*Do this:*
Pull out every line of the rows below that contains the word "chrome", and copy each one in full. Case counts.

━━━

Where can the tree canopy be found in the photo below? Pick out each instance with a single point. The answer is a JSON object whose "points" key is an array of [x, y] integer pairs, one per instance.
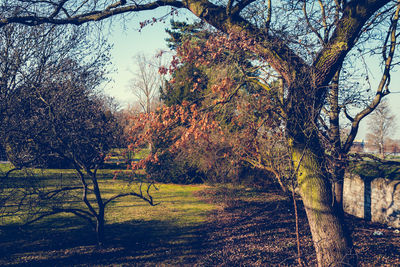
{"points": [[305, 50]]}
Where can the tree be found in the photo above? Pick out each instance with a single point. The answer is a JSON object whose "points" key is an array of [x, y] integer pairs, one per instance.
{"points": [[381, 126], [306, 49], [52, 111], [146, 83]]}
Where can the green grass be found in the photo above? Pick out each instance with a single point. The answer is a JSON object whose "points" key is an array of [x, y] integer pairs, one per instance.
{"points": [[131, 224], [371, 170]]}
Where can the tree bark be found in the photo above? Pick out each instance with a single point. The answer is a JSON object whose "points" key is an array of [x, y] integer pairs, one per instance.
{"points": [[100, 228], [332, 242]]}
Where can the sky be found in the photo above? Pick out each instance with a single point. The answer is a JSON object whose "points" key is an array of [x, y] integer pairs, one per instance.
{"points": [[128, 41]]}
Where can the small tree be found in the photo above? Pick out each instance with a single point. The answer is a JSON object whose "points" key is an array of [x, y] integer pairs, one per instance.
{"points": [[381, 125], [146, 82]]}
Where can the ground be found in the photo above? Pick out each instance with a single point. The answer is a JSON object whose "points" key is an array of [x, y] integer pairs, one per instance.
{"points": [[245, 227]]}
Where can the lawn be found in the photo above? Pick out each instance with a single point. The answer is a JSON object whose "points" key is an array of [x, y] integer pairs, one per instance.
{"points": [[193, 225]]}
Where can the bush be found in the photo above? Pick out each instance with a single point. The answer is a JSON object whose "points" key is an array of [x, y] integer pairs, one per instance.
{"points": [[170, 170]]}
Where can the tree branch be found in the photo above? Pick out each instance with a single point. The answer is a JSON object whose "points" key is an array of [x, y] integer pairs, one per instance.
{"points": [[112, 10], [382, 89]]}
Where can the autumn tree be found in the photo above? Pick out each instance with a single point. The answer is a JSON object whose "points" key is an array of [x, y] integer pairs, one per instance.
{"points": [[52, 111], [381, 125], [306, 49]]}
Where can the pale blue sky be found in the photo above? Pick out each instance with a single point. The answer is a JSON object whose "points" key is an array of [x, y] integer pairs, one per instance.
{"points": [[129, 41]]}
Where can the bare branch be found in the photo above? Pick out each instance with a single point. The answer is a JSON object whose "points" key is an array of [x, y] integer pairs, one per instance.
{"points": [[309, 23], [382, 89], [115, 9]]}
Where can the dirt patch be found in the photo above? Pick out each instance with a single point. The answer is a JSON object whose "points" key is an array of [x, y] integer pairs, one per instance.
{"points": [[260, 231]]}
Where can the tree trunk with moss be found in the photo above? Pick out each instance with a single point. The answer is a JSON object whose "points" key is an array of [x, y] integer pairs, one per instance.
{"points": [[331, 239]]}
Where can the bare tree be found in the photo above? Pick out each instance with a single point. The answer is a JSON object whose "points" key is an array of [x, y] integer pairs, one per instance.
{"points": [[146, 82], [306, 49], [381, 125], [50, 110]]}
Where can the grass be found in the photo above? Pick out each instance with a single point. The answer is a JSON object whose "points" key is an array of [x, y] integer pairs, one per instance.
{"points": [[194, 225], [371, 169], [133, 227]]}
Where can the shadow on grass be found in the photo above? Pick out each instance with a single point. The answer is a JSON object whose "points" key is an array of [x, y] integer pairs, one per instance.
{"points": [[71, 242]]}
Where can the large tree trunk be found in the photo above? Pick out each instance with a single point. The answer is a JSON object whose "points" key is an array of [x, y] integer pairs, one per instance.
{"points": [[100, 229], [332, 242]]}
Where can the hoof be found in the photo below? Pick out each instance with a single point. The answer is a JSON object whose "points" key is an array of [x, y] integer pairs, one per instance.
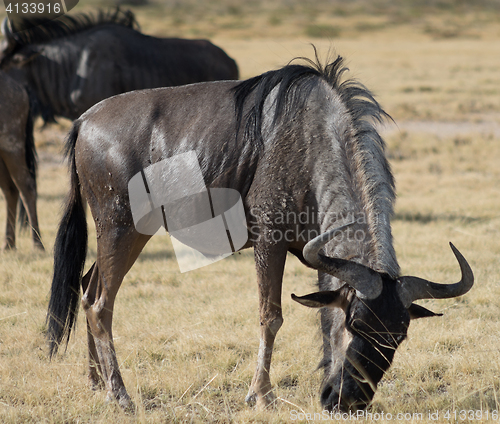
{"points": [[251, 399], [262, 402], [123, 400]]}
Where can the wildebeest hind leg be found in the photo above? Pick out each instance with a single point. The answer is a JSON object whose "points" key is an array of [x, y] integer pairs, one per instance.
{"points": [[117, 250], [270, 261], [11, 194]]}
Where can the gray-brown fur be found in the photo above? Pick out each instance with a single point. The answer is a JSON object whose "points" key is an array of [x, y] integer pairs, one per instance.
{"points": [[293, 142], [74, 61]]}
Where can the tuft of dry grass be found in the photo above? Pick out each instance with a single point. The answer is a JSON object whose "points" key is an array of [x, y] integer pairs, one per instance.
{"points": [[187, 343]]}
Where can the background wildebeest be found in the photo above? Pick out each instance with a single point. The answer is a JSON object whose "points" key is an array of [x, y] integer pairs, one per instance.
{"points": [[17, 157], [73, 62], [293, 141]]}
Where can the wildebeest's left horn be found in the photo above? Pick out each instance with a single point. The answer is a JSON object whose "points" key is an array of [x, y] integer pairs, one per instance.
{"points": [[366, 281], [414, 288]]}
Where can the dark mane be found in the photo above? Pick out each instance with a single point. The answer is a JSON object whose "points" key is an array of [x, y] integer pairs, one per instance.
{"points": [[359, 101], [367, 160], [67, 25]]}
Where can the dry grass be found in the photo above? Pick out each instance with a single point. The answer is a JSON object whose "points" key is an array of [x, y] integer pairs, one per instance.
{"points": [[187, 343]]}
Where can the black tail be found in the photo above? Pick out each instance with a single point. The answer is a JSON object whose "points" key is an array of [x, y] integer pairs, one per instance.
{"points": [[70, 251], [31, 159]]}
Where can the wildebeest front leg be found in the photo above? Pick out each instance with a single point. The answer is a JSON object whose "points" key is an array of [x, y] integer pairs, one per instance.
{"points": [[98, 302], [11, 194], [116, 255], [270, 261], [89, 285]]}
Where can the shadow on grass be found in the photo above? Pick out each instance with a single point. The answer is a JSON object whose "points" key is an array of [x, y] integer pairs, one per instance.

━━━

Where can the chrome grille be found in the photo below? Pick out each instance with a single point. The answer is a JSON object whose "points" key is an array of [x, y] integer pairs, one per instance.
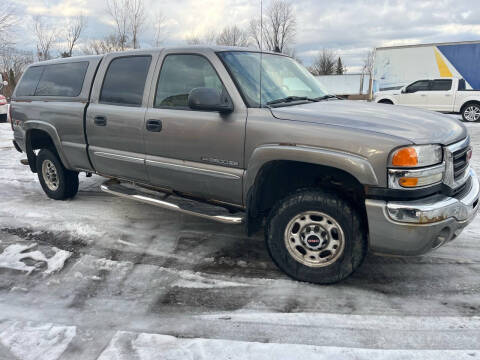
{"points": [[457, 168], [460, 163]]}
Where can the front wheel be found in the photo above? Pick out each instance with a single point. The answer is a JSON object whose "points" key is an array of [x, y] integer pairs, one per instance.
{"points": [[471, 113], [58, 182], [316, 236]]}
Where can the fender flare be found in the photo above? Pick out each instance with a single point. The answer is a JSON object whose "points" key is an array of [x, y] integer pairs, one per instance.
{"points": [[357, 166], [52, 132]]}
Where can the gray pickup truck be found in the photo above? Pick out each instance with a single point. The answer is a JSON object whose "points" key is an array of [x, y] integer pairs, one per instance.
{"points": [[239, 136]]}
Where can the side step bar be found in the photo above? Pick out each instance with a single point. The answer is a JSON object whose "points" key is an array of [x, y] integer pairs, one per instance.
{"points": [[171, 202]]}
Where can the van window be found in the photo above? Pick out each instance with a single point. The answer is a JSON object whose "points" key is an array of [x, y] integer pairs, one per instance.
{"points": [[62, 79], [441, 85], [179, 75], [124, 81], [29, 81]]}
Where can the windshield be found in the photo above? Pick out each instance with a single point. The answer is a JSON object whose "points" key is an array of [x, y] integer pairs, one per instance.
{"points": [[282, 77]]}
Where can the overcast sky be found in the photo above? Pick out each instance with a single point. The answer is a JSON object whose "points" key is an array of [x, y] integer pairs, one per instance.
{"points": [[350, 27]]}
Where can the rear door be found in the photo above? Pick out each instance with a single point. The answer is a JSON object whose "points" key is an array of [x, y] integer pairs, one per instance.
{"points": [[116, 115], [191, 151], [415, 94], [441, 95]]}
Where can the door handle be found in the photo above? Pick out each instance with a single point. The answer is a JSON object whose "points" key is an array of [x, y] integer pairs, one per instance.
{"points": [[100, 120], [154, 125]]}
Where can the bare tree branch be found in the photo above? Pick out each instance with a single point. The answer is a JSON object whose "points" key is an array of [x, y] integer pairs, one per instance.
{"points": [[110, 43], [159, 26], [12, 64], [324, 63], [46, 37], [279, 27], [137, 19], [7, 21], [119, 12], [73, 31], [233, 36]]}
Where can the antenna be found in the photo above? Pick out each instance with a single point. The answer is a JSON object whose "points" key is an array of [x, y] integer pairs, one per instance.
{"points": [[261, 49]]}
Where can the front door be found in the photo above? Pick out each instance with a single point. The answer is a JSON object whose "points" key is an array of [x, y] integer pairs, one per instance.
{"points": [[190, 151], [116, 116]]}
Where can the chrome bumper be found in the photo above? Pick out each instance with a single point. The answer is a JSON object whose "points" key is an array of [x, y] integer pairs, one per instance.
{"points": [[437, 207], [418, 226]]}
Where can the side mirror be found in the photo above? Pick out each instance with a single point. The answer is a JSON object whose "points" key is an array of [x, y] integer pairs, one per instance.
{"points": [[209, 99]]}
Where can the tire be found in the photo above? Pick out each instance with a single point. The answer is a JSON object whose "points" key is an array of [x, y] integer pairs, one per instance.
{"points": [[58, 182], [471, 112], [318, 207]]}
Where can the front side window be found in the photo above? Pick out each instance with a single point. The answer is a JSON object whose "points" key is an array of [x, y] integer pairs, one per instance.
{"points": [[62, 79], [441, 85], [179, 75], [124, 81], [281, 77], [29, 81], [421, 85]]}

━━━

*Response for this exercise:*
Where can the chrome grille be found in the photo below? Pick out each instance with a single point. The answer is a JSON object whose "points" key is an array of [x, y] integer pairs, one per instance.
Where can the chrome bumper be found in the photo above? Pick out each instance with a single point. The answer is a JSON object whose "points" key is an array of [x, y] integer pairs, one per instance.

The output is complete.